Copy every entry exactly as it stands, though any image it holds should stay out of the copy.

BEGIN RECORDS FOR THIS TASK

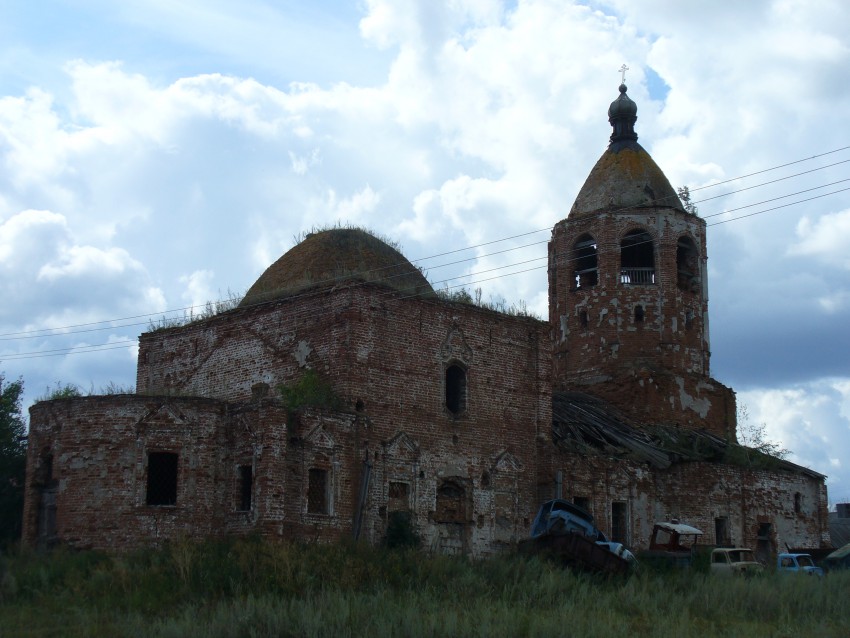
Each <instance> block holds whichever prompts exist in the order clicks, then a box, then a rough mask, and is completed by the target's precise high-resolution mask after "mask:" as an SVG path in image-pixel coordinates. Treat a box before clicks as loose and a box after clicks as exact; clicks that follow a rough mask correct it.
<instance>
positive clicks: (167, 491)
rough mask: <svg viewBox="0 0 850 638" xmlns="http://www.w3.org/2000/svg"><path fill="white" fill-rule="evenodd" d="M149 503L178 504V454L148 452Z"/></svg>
mask: <svg viewBox="0 0 850 638" xmlns="http://www.w3.org/2000/svg"><path fill="white" fill-rule="evenodd" d="M147 504H148V505H176V504H177V454H174V453H173V452H150V453H148V491H147Z"/></svg>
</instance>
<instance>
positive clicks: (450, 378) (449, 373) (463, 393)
mask: <svg viewBox="0 0 850 638" xmlns="http://www.w3.org/2000/svg"><path fill="white" fill-rule="evenodd" d="M446 408H447V409H448V411H449V412H451V413H452V414H460V413H461V412H463V411H464V410H466V370H465V369H463V368H462V367H461V366H460V365H458V364H456V363H453V364H452V365H450V366H449V367H447V368H446Z"/></svg>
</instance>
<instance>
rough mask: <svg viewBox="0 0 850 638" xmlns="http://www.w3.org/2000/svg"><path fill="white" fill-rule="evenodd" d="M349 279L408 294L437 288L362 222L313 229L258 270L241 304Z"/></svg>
mask: <svg viewBox="0 0 850 638" xmlns="http://www.w3.org/2000/svg"><path fill="white" fill-rule="evenodd" d="M351 281H361V282H373V283H380V284H382V285H385V286H388V287H390V288H392V289H394V290H398V291H399V292H403V293H405V294H410V295H433V294H434V289H433V288H432V287H431V284H429V283H428V280H427V279H425V276H424V275H423V274H422V273H421V272H420V271H419V269H418V268H417V267H416V266H414V265H413V264H411V263H410V262H409V261H408V260H407V259H406V258H405V257H404V255H402V254H401V253H400V252H399V251H398V250H396V249H395V248H393V247H392V246H390V245H389V244H388V243H387V242H385V241H383V240H382V239H380V238H378V237H376V236H375V235H374V234H372V233H370V232H368V231H366V230H362V229H360V228H332V229H328V230H320V231H316V232H312V233H309V234H308V235H307V236H306V237H305V239H304V240H303V241H302V242H300V243H299V244H297V245H296V246H294V247H293V248H291V249H290V250H288V251H287V252H286V253H284V255H283V256H282V257H281V258H280V259H278V260H277V261H276V262H274V263H273V264H272V265H271V266H269V267H268V268H267V269H266V271H265V272H264V273H263V274H262V275H260V277H259V279H257V281H256V282H254V285H253V286H251V288H249V289H248V292H247V293H246V294H245V298H244V299H243V300H242V302H241V303H240V304H239V305H240V307H245V306H250V305H254V304H257V303H263V302H265V301H272V300H275V299H281V298H283V297H286V296H288V295H291V294H293V293H296V292H298V291H300V290H304V289H306V288H323V287H327V288H331V287H333V286H336V285H339V284H340V283H342V282H351Z"/></svg>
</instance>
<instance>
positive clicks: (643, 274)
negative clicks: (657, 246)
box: [620, 229, 655, 284]
mask: <svg viewBox="0 0 850 638" xmlns="http://www.w3.org/2000/svg"><path fill="white" fill-rule="evenodd" d="M620 282H621V283H624V284H654V283H655V246H653V243H652V237H650V235H649V233H648V232H646V231H645V230H640V229H636V230H632V231H629V232H628V233H626V235H625V237H623V240H622V241H621V242H620Z"/></svg>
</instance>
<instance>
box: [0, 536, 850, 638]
mask: <svg viewBox="0 0 850 638" xmlns="http://www.w3.org/2000/svg"><path fill="white" fill-rule="evenodd" d="M0 562H1V563H2V565H0V636H2V637H3V638H6V637H13V636H205V637H206V636H227V637H231V636H246V637H248V636H299V637H301V636H488V637H492V636H582V637H597V636H599V637H603V636H615V637H617V638H625V637H626V636H664V637H665V638H676V637H680V636H754V637H756V636H757V637H759V638H762V637H765V636H773V637H782V636H787V637H789V638H791V637H794V638H797V637H800V636H818V637H821V636H826V637H830V636H836V637H838V636H840V637H842V638H844V637H846V636H848V635H850V606H848V593H850V574H848V573H838V574H829V575H827V576H826V577H825V578H822V579H819V578H809V577H798V576H790V575H777V574H767V575H765V576H764V577H760V578H754V579H738V578H720V577H716V576H715V577H712V576H711V575H710V574H707V573H704V572H703V571H701V570H698V569H696V570H692V571H689V572H671V573H663V572H657V571H649V570H646V569H644V570H642V571H640V572H638V573H637V574H635V575H633V576H631V577H630V578H628V579H618V580H607V579H604V578H599V577H594V576H591V575H587V574H579V573H573V572H570V571H568V570H565V569H562V568H560V567H557V566H555V565H552V564H550V563H547V562H544V561H541V560H538V559H526V558H522V557H519V556H503V557H499V558H494V559H488V560H481V561H474V560H467V559H462V558H452V557H441V556H428V555H424V554H422V553H417V552H414V551H410V550H406V551H399V550H396V551H392V550H383V549H374V548H369V547H362V546H358V547H354V546H345V545H331V546H328V545H304V544H292V543H271V542H266V541H261V540H258V539H239V540H229V541H208V542H204V543H191V542H181V543H173V544H170V545H168V546H166V547H163V548H159V549H151V550H146V551H138V552H134V553H131V554H122V555H109V554H104V553H100V552H68V551H55V552H52V553H49V554H37V553H33V552H28V551H19V552H13V553H12V554H11V555H7V556H4V557H2V558H0Z"/></svg>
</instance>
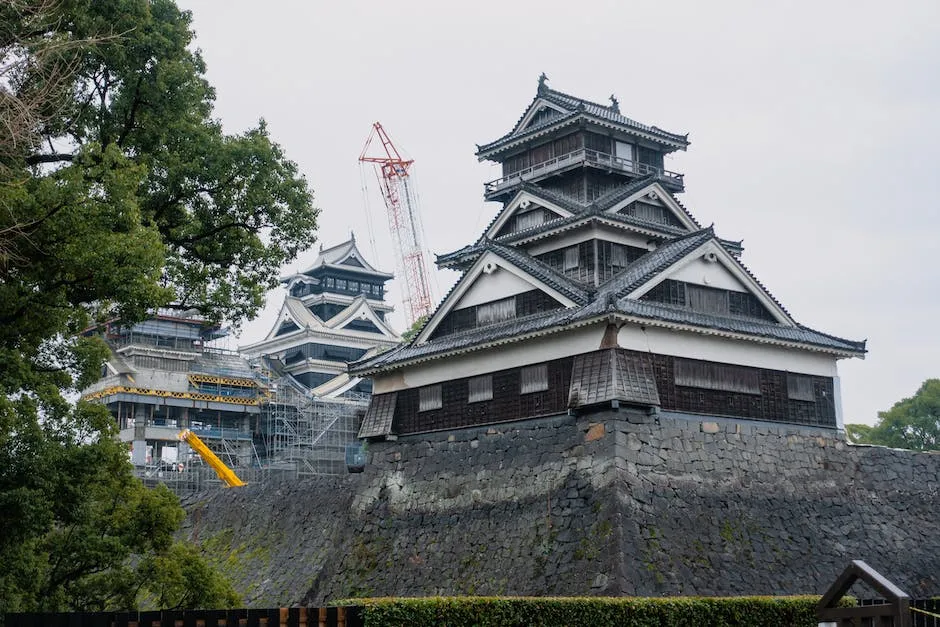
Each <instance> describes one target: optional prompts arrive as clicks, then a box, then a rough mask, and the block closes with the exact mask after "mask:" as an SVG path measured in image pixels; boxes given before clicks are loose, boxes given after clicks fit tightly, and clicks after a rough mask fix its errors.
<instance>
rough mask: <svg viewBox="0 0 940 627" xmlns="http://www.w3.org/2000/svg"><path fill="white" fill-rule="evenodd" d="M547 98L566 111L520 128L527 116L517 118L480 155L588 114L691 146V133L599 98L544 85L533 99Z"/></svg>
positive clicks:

END RECORDS FOR THIS TASK

** RESULT FOR THIS EXERCISE **
Each <instance> block holds whichever prompts exist in the order clicks, then a box, then a rough mask, and is completed by the target's precise high-resolution mask after "mask:" as an SVG path in image-pixel coordinates. Treat a box before clicks as loose and a box after clicks as exact; clicks that follow a rough mask correct it.
<instance>
positive clicks: (167, 491)
rough mask: <svg viewBox="0 0 850 638" xmlns="http://www.w3.org/2000/svg"><path fill="white" fill-rule="evenodd" d="M149 503L178 504V454L148 452Z"/></svg>
mask: <svg viewBox="0 0 850 638" xmlns="http://www.w3.org/2000/svg"><path fill="white" fill-rule="evenodd" d="M147 504H148V505H176V504H177V454H174V453H173V452H150V453H148V491H147Z"/></svg>
</instance>
<instance>
positive clicks: (450, 378) (449, 373) (463, 393)
mask: <svg viewBox="0 0 850 638" xmlns="http://www.w3.org/2000/svg"><path fill="white" fill-rule="evenodd" d="M446 408H447V409H448V411H449V412H451V413H452V414H460V413H461V412H463V411H464V410H466V370H465V369H463V368H462V367H461V366H460V365H458V364H456V363H453V364H452V365H450V366H449V367H447V368H446Z"/></svg>
</instance>
<instance>
rough mask: <svg viewBox="0 0 850 638" xmlns="http://www.w3.org/2000/svg"><path fill="white" fill-rule="evenodd" d="M349 279L408 294L437 288L362 222L313 229L258 270L241 304Z"/></svg>
mask: <svg viewBox="0 0 850 638" xmlns="http://www.w3.org/2000/svg"><path fill="white" fill-rule="evenodd" d="M351 281H361V282H373V283H380V284H382V285H385V286H388V287H390V288H392V289H394V290H398V291H399V292H403V293H405V294H410V295H433V294H434V289H433V288H432V287H431V284H429V283H428V280H427V279H425V276H424V275H423V274H422V273H421V272H420V271H419V269H418V268H417V267H416V266H414V265H413V264H411V263H410V262H409V261H408V260H407V259H406V258H405V257H404V255H402V254H401V253H400V252H399V251H398V250H396V249H395V248H393V247H392V246H390V245H389V244H388V243H387V242H385V241H383V240H382V239H380V238H378V237H376V236H375V235H374V234H372V233H370V232H368V231H366V230H362V229H360V228H332V229H328V230H320V231H316V232H312V233H309V234H308V235H307V236H306V237H305V239H304V240H303V241H302V242H300V243H299V244H297V245H296V246H294V247H293V248H291V249H290V250H288V251H287V252H286V253H284V255H283V256H282V257H281V258H280V259H278V260H277V261H276V262H274V263H273V264H272V265H271V266H269V267H268V268H267V269H266V271H265V272H264V273H263V274H262V275H260V277H259V279H257V281H256V282H254V285H253V286H251V288H249V289H248V292H247V293H246V294H245V298H244V299H243V300H242V302H241V303H240V304H239V305H240V307H245V306H250V305H254V304H257V303H263V302H265V301H272V300H275V299H281V298H283V297H286V296H288V295H291V294H293V293H296V292H298V291H300V290H304V289H306V288H323V287H327V288H331V287H333V286H336V285H339V284H340V283H342V282H351Z"/></svg>
</instance>
<instance>
positive clicks: (643, 274)
negative clicks: (657, 246)
box: [620, 229, 655, 284]
mask: <svg viewBox="0 0 850 638" xmlns="http://www.w3.org/2000/svg"><path fill="white" fill-rule="evenodd" d="M620 282H621V283H624V284H654V283H655V246H653V243H652V237H650V235H649V233H648V232H646V231H645V230H640V229H636V230H632V231H629V232H628V233H626V235H625V237H623V240H622V241H621V242H620Z"/></svg>
</instance>
<instance>
box: [0, 536, 850, 638]
mask: <svg viewBox="0 0 850 638" xmlns="http://www.w3.org/2000/svg"><path fill="white" fill-rule="evenodd" d="M0 562H1V563H2V565H0V636H2V637H3V638H6V637H13V636H205V637H206V636H227V637H231V636H246V637H248V636H299V637H301V636H488V637H492V636H582V637H597V636H599V637H603V636H615V637H617V638H625V637H626V636H664V637H665V638H676V637H680V636H754V637H756V636H757V637H759V638H762V637H765V636H773V637H782V636H787V637H789V638H791V637H794V638H797V637H800V636H818V637H821V636H826V637H830V636H836V637H838V636H840V637H842V638H844V637H846V636H848V635H850V606H848V593H850V574H848V573H838V574H829V575H827V576H826V577H825V578H822V579H819V578H809V577H798V576H790V575H777V574H767V575H765V576H764V577H760V578H754V579H738V578H720V577H716V576H715V577H712V576H711V575H710V574H707V573H704V572H703V571H701V570H698V569H696V570H692V571H689V572H671V573H663V572H657V571H649V570H646V569H644V570H642V571H640V572H638V573H637V574H635V575H633V576H631V577H630V578H628V579H618V580H607V579H604V578H599V577H594V576H591V575H587V574H579V573H573V572H570V571H568V570H565V569H562V568H560V567H557V566H555V565H552V564H550V563H547V562H544V561H541V560H538V559H526V558H522V557H519V556H503V557H499V558H494V559H488V560H481V561H474V560H467V559H462V558H452V557H441V556H428V555H424V554H422V553H417V552H414V551H410V550H406V551H399V550H396V551H392V550H383V549H374V548H369V547H362V546H358V547H354V546H345V545H331V546H328V545H304V544H292V543H271V542H266V541H261V540H258V539H239V540H229V541H208V542H204V543H191V542H181V543H173V544H170V545H168V546H166V547H163V548H159V549H151V550H146V551H138V552H134V553H131V554H122V555H109V554H104V553H100V552H68V551H55V552H52V553H49V554H37V553H33V552H28V551H19V552H13V553H12V554H11V555H7V556H4V557H2V558H0Z"/></svg>
</instance>
Each <instance> describes one target: optional prompts arrive as clicks, then a box, then a rough mask, and the block closes with the exact mask after "mask:" as an SVG path measured in image pixels; boxes given before clicks are loose, boxes given after clicks fit tightly, and clicks after a rough mask fix its errors.
<instance>
rough mask: <svg viewBox="0 0 940 627" xmlns="http://www.w3.org/2000/svg"><path fill="white" fill-rule="evenodd" d="M547 98L566 111L520 128L527 116L517 118L480 155L588 114L691 146V133L599 98L544 85L533 99Z"/></svg>
positive clicks:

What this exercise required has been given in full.